Photo-based referring expression data
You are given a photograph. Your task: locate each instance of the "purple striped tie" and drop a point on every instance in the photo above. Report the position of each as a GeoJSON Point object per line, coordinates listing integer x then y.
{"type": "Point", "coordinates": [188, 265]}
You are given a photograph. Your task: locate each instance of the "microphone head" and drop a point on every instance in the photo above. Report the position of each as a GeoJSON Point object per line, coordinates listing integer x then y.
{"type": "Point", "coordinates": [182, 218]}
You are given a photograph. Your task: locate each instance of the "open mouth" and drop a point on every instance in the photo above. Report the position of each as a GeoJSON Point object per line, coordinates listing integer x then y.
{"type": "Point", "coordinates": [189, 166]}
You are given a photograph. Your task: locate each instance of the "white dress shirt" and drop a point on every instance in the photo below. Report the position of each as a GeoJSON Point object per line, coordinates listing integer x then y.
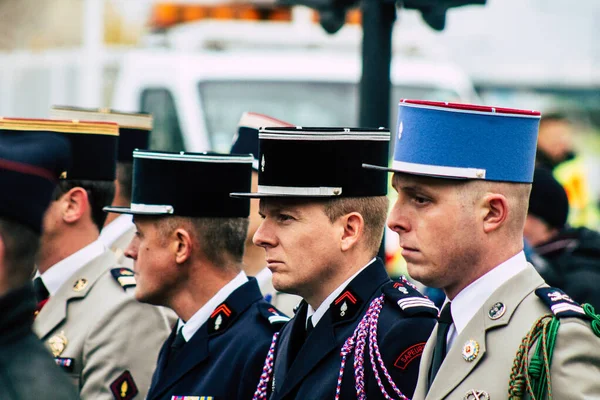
{"type": "Point", "coordinates": [466, 304]}
{"type": "Point", "coordinates": [63, 270]}
{"type": "Point", "coordinates": [322, 309]}
{"type": "Point", "coordinates": [190, 327]}
{"type": "Point", "coordinates": [113, 231]}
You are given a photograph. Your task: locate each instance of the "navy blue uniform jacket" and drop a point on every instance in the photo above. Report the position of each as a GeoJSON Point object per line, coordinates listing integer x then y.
{"type": "Point", "coordinates": [313, 373]}
{"type": "Point", "coordinates": [224, 358]}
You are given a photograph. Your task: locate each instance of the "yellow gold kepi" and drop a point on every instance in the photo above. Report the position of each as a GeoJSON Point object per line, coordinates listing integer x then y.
{"type": "Point", "coordinates": [58, 344]}
{"type": "Point", "coordinates": [470, 350]}
{"type": "Point", "coordinates": [80, 284]}
{"type": "Point", "coordinates": [477, 395]}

Exercise description:
The data above, line by line: transcribe it exactly and drop the pictures.

Finished exercise:
You are given a photograph. Your task: locate each instance of the "purple striped tie" and drop a point on every instance in the photo above. Report the position of each as a GeoJSON Point object per line, coordinates listing integer x then y.
{"type": "Point", "coordinates": [188, 265]}
You are given a photograph. Your task: locate each instance of the "microphone head" and drop a point on every instance in the photo above. Report the position of each as a GeoJSON Point object per line, coordinates listing integer x then y.
{"type": "Point", "coordinates": [182, 218]}
You are given a photograph. Your task: locate each instance of the "open mouth" and drop a point on every instance in the photo above. Report the position of each as a GeoJSON Point object per line, coordinates listing integer x then y.
{"type": "Point", "coordinates": [189, 166]}
You are given a photograph. Your task: locate each instance of the "white dress shirt" and drop a point on every instance in the photo below. Report the position of each as a GeoJSON Point object per line, coordinates listing integer x then y.
{"type": "Point", "coordinates": [466, 304]}
{"type": "Point", "coordinates": [63, 270]}
{"type": "Point", "coordinates": [322, 309]}
{"type": "Point", "coordinates": [190, 327]}
{"type": "Point", "coordinates": [113, 231]}
You are given a photograph. Your task: locate each instance of the "navy blue uniform jacket" and drop a point on every instance in the photo above. Report the position of each as a GeoJSON Point object per line, coordinates listing integer x then y.
{"type": "Point", "coordinates": [313, 373]}
{"type": "Point", "coordinates": [224, 358]}
You are given a photograph. Your task: locate each instance of the "yellow gold kepi" and drop a point on every instance in the photo above. Report the position of each as a GeoJSON Point object per line, coordinates listing integer x then y.
{"type": "Point", "coordinates": [58, 344]}
{"type": "Point", "coordinates": [470, 350]}
{"type": "Point", "coordinates": [80, 284]}
{"type": "Point", "coordinates": [477, 395]}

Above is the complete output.